── Page extract
Setting up the loss function, optimizer, and training-history containers.

# Binary Cross Entropy loss is commonly used for binary classification.
# Here the target is either 0 or 1:
#   1 = inside the circle
#   0 = outside the circle
criterion = nn.BCELoss()

# Adam is an optimizer. It updates the model parameters using gradients.
# lr is the learning rate, controlling the size of each update step.
optimizer = torch.optim.Adam(model.parameters(), lr=1e-3)

# Maximum number of training epochs.
# We redefine this later in the training cell, but keeping it here makes the setup visible.
epochs = 200

# patience controls early stopping.
# If validation loss does not improve for this many epochs, training stops.
patience = 15

# Lists for tracking how the model behaves during training.
pi_history = []
val_loss_history = []
decision_boundary_snapshots = []

# Helper functions for estimating pi and plotting the decision boundary.


def estimate_pi(model, val_loader):
    """
    Estimate pi using the trained model.

    The model predicts whether validation points are inside or outside the circle.
    If the model says a fraction f of points are inside the circle, then

        pi ≈ 4 f.

    This mirrors the Monte Carlo area-ratio argument.
    """
    model.eval()
    all_preds = []

    # no_grad means we are only evaluating the model, not training it.
    with torch.no_grad():
        for xb, _ in val_loader:
            # model(xb) returns probabilities between 0 and 1.
            # We convert probability > 0.5 into class 1, otherwise class 0.
            preds = model(xb) > 0.5
            all_preds.append(preds)

    # Concatenate predictions from all validation batches.
    # The mean is the predicted fraction of points inside the circle.
    return 4 * torch.cat(all_preds).float().mean().item()


def plot_decision_boundary(model, epoch):
    """
    Plot the region that the neural network believes is inside the circle.

    We create a dense grid of points in the square [-1, 1] x [-1, 1],
    evaluate the model on all grid points, and then plot the predicted region.
    """
    model.eval()

    # Create a grid of points covering the square.
    grid_x, grid_y = np.meshgrid(
        np.linspace(-1, 1, 200),
        np.linspace(-1, 1, 200)
    )

    # Convert the grid into a list of 2D points: (x, y).
    grid_points = torch.tensor(
        np.c_[grid_x.ravel(), grid_y.ravel()],
        dtype=torch.float32
    )

    # Evaluate the model on the grid.
    with torch.no_grad():
        preds = model(grid_points).numpy().reshape(grid_x.shape)

    plt.figure(figsize=(6, 6))

    # The contour shows the model's predicted inside/outside regions.
    # Values below 0.5 are outside; values above 0.5 are inside.
    plt.contourf(
        grid_x,
        grid_y,
        preds,
        levels=[0, 0.5, 1],
        alpha=0.3,
        colors=['red', 'black']
    )

    # Plot validation points on top of the learned decision region.
────
## Work to complete
Write down the part of the pi-estimation code starting with "# Adam is an" and going on through "of training epochs.". Rely only on the code excerpt above.
── Dataset content
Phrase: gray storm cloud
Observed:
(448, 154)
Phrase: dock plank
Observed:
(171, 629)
────
## Task output
# Adam is an optimizer. It updates the model parameters using gradients.
# lr is the learning rate, controlling the size of each update step.
optimizer = torch.optim.Adam(model.parameters(), lr=1e-3)

# Maximum number of training epochs.